Description of the task. Please transcribe each of the records exactly as given.

Data provided.
= = = =

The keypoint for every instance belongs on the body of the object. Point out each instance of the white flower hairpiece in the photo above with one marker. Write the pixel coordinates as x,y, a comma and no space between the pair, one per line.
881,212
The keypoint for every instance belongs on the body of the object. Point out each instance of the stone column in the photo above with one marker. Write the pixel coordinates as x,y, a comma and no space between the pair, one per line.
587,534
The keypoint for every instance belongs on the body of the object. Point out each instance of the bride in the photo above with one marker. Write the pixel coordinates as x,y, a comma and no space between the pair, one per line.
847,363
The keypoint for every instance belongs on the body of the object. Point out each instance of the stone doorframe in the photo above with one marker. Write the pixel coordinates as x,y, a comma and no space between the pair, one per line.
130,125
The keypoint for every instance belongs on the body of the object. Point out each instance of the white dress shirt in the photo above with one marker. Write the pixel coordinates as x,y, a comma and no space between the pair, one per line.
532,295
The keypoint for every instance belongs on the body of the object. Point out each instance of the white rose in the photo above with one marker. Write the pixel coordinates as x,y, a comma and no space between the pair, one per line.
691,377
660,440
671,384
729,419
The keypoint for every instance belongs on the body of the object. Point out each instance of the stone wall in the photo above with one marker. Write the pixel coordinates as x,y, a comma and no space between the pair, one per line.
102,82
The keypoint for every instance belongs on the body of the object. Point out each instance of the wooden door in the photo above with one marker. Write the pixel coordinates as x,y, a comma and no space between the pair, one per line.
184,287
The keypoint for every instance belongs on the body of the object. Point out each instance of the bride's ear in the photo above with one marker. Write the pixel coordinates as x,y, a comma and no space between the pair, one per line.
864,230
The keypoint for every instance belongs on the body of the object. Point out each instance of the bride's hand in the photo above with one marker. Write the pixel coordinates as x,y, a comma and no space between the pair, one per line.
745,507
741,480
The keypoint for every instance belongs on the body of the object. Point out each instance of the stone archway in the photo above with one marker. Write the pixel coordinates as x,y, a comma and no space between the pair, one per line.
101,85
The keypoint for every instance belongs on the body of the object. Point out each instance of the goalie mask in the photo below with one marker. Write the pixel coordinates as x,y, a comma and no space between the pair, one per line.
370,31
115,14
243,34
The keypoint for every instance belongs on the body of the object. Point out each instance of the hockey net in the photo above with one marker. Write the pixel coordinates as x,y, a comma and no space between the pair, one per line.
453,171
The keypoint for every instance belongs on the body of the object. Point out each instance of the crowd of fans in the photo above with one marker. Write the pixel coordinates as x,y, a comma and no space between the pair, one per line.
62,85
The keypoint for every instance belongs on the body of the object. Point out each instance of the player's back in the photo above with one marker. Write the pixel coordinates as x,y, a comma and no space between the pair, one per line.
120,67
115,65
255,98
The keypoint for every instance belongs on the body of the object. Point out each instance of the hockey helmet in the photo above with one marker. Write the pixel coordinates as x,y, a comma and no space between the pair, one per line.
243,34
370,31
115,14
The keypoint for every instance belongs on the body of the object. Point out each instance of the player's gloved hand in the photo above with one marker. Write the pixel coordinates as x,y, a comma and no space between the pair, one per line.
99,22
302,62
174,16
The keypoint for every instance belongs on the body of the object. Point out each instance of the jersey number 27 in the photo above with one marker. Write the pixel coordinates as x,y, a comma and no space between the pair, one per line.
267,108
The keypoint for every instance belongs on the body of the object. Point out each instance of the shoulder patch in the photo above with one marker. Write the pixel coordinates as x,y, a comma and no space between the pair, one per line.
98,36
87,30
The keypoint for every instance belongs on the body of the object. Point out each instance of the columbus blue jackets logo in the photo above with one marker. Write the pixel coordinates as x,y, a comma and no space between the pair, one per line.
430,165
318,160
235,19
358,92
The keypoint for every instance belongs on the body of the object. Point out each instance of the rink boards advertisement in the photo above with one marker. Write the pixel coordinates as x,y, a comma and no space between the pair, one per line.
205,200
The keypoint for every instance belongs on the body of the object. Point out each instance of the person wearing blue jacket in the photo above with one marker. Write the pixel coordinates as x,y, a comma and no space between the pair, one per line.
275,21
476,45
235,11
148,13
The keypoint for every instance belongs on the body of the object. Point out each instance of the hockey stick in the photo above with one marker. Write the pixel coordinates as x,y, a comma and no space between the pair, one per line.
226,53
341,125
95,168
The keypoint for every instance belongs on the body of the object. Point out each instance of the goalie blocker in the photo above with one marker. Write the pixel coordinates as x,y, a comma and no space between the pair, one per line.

= = = =

Solution for this exercise.
The keypoint for every instance belongs on the body of the object. Point out each instance of the white flower hairpiece in the photo above with one marker. Write the pixel coordinates as x,y, a comma and no space between the pair, one per line.
881,212
The keypoint for every instance belongs on the body of the object. Point out each instance of the stone column in the photo above with one marker. Write the pixel coordinates as x,y, a comma and no space between the pair, one per line.
587,534
The keypoint for every instance belongs on the body of the object. Point out each instance of the bride in the photo above with one marker. Write the pixel coordinates as x,y, a comma and no space between the pair, one per line.
847,363
The keypoint for every instance belongs on the body of the object. Point out each instance of the stone doorframe in the photo above with one marker. Write the pixel coordinates as x,y, a comma and no space between the pair, one per line.
130,125
The keypoint for every instance belongs on the body of the object. Point out each instance of the white dress shirt in the photo above with one marker. Write the pixel coordinates as x,y, a comma and no space between the pair, one per line.
532,295
The keypoint for every instance belongs on the body of the object. Point out each instance of the white rose in the photo above with one marker. Write the pixel coordinates as x,y, a comma and no space between the pair, one per line.
691,377
660,440
671,384
729,419
The keypoint for every instance belongs on the body of the object. Point out each instance of the stone wall in the photo above with one marker. Write the pixel coordinates as x,y, a comma and no space between the pair, one per line.
102,82
The keypoint for every instance belongs on the body of the object. Point out each instance of the wooden door in the photo above with one marker. Write the pixel coordinates as x,y, a comma and no space between the pair, one per line.
184,287
The keypoint for every instance belongs on the body of the object. Point out each instance of the bride's ear in the photo above with one marker. Write the pixel coordinates as x,y, a comma and no space between the pair, one per line.
864,230
The keypoint for every instance belongs on the body of the object. Point out each instance of the bride's hand in the photo above with one marker. Write the pixel coordinates as x,y, a comma and no space between the pair, one per line.
745,507
741,480
The keypoint for every instance belongs on the body of the object. Point out each instance of the stone archway in the photo above with one marker. Write the pixel coordinates as x,y, a comma and no space between the pair, one per line.
101,85
The keypoint for every instance belongs on the body of the object. Point out each instance of the goalie mask in the photo below with one marker. Write the pixel coordinates as x,y, a comma and no space between the pair, one per line.
370,31
115,14
243,34
The keypoint for every instance belongs on the body of the object. Point out each instance of the hockey net in the photo above with one marker. Write the pixel coordinates as x,y, a comma and no space between the pair, one per line.
453,171
The keypoint for every instance belongs on the body of the object. Point out each instance of the crowd of fans in the photo above with one marker. Write the pixel coordinates as x,y, a comma and no space between the pair, one per line.
62,85
The keypoint for every instance belongs on the body of the object. Point out each instance of the player's back in the photo above with one marker. Write the pixel coordinates as x,y, a comma and no space between the pair, one per line.
120,67
115,65
255,98
The keypoint for every instance belongs on the body of the object. Point out each instance of the hockey helmet in the photo above with one marker. Write the pixel coordinates as x,y, a comma and no space between the pair, one per line.
243,34
370,31
115,14
The keypoint for every instance belongs on the body of the object. Point out each instance of the player's gloved hand in the photo above with one marker. Write the pixel coordinates as x,y, a comma and no space between the pair, one per line.
99,22
302,62
174,16
The keypoint for every instance belongs on the body of the object. Point out each instance of the jersey number 27 in the photo above with one marker. Write the pixel coordinates as x,y, a comma and no space between the pair, one per line.
267,108
The keypoint for every instance belongs on the body of the object. Point out each instance of the shoulder patch in the photo above with one marker. Write the pixel coordinates as x,y, a comma and no space between the pair, one per line.
98,36
87,30
The keypoint for every instance belongs on the body of the object. Point out each instance of the columbus blue jackets logo in the photo above with one marker. Write the pixel coordinates as x,y, a comma and no space between the pair, one per line.
430,165
318,160
235,19
358,92
The keypoint for every instance belongs on the body of the object. Point out each instance of the rink boards advertisement in the photo above with one marker. Write the pixel coordinates as x,y, a comma and no space between the pair, one per line.
205,200
The keypoint for every instance belongs on the body of the object. Point out each instance of the person wearing blue jacket in the photo above with one marker. Write the pixel coordinates as x,y, a comma and no space between the pair, one per line.
275,21
476,45
235,11
148,13
The keypoint for every instance belongs on the body of the object. Point out each instance of the hockey stick in the photo above with one marker. Write the pixel coordinates as x,y, a comma and no space between the pair, one per line.
226,53
341,125
95,168
The keypoint for every instance belongs on the body of the object. Point out each instance of the goalie blocker in the photo above with one marker. Write the pixel coordinates as x,y, a comma and no space between the pair, one per line.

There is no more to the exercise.